◆ **What this task involves**: Rewrite the rows below, swapping "even-odd rule" for "nonzero winding rule" wherever it occurs and leaving everything else unchanged.

___ Data provided ___

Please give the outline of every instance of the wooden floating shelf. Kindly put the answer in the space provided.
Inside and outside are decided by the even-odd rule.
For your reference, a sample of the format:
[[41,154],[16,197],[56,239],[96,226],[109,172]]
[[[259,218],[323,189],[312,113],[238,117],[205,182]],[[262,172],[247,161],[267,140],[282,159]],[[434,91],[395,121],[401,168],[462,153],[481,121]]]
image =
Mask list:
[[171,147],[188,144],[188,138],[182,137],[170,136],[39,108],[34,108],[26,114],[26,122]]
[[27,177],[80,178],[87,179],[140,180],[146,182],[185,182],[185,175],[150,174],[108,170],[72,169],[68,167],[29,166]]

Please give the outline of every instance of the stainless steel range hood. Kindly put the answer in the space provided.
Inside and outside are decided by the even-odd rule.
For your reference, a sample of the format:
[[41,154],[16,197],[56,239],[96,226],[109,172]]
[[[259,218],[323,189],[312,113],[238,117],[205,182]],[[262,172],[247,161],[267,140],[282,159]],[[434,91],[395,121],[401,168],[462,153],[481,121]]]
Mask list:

___

◆ **Completed exercise**:
Please give the outline of every instance of the wooden floating shelf. Kindly put the answer in the space provided.
Inside and outside are decided by the nonzero winding rule.
For your reference, a sample of the format:
[[41,154],[16,197],[56,239],[96,226],[109,172]]
[[[259,218],[323,189],[312,113],[238,117],[205,182]],[[262,172],[247,161],[267,140],[282,159]],[[434,91],[395,121],[401,168],[462,153],[481,121]]]
image =
Mask list:
[[171,147],[188,144],[188,138],[182,137],[170,136],[39,108],[34,108],[26,114],[26,122]]
[[27,177],[80,178],[87,179],[140,180],[146,182],[185,182],[185,175],[150,174],[108,170],[72,169],[68,167],[29,166]]

Please give the outline of every instance of the stainless steel range hood. Kindly put the answer in the space provided.
Inside and outside are decided by the nonzero winding rule.
For your reference, a sample of the format:
[[41,154],[16,197],[56,239],[96,226],[109,172]]
[[[259,218],[323,189],[312,113],[238,117],[205,182]],[[262,172],[247,161],[267,140],[282,159]],[[434,91],[395,121],[401,168],[462,153],[481,121]]]
Mask list:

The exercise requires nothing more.